■ **DIRECTION 1**: Using the passage on Tadeusz Borowski, decide whether each statement agrees with it: (a) Borowski was born in Warsaw; (b) his first collection of poems came out in an edition of 165; (c) an aunt cared for him after his mother was sent to Siberia. Answer yes or no for each and quote the deciding words.

-- Begin PASSAGE SHOWN --

On July 2, 1944, the Polish poet and fiction writer Tadeusz Borowski begins a letter to his mother written while he was a prisoner in Auschwitz:
“What’s of greatest
interest first: the eggs are amazingly fresh and very much desired, the butter
is wonderful, straight from the cow. And the cheese as well.”
Borowski was not Jewish
but a veteran of twentieth-century barbarism. He was born in 1922 in the Soviet
Ukraine to Polish parents. His father was shipped to Siberia in 1926 to work on
the infamous White Sea Canal. When he was eight, his mother was sent to a
settlement on the Yenisei River, also in Siberia. Borowski was cared for by an
aunt. In 1932, the Polish Red Cross arranged for the family to be reunited and sent
to Warsaw in exchange for Communist prisoners. Borowski attended a school run
by Franciscan monks and, after the start of the Nazi occupation, a clandestine
underground school. That’s when he started writing. Among his earliest work was
a translation of the fool’s songs in Twelfth Night. He published his
first collection of poems in an edition of 165. In 1943, at age twenty-one, Borowski was arrested by the Gestapo and sent to Auschwitz.

-- End PASSAGE SHOWN --
-- Begin THE INPUT --

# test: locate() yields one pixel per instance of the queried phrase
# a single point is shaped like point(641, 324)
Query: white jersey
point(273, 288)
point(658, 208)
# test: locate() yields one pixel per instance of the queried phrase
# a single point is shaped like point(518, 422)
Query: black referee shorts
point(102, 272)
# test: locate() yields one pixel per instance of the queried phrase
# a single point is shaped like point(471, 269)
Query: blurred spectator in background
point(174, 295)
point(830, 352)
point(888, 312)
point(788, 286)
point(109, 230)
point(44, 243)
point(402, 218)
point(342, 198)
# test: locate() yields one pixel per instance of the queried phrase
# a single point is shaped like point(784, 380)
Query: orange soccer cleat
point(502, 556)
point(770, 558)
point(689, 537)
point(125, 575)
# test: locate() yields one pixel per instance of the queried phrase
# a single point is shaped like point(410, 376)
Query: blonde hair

-- End THE INPUT --

■ **DIRECTION 2**: Format every line of the records above as a numbered list, omitting blank lines.

■ **TASK ANSWER 1**:
(a) No: "He was born in 1922 in the Soviet Ukraine to Polish parents."
(b) Yes: "He published his first collection of poems in an edition of 165."
(c) Yes: "Borowski was cared for by an aunt."

■ **TASK ANSWER 2**:
1. # test: locate() yields one pixel per instance of the queried phrase
2. # a single point is shaped like point(641, 324)
3. Query: white jersey
4. point(273, 288)
5. point(658, 208)
6. # test: locate() yields one pixel per instance of the queried phrase
7. # a single point is shaped like point(518, 422)
8. Query: black referee shorts
9. point(102, 272)
10. # test: locate() yields one pixel per instance of the queried phrase
11. # a single point is shaped like point(471, 269)
12. Query: blurred spectator in background
13. point(174, 295)
14. point(830, 352)
15. point(888, 312)
16. point(788, 286)
17. point(109, 230)
18. point(44, 243)
19. point(402, 218)
20. point(342, 198)
21. # test: locate() yields one pixel per instance of the queried phrase
22. # a single point is shaped like point(784, 380)
23. Query: orange soccer cleat
24. point(502, 556)
25. point(770, 558)
26. point(689, 537)
27. point(125, 575)
28. # test: locate() yields one pixel per instance of the queried phrase
29. # a single point is shaped like point(410, 376)
30. Query: blonde hair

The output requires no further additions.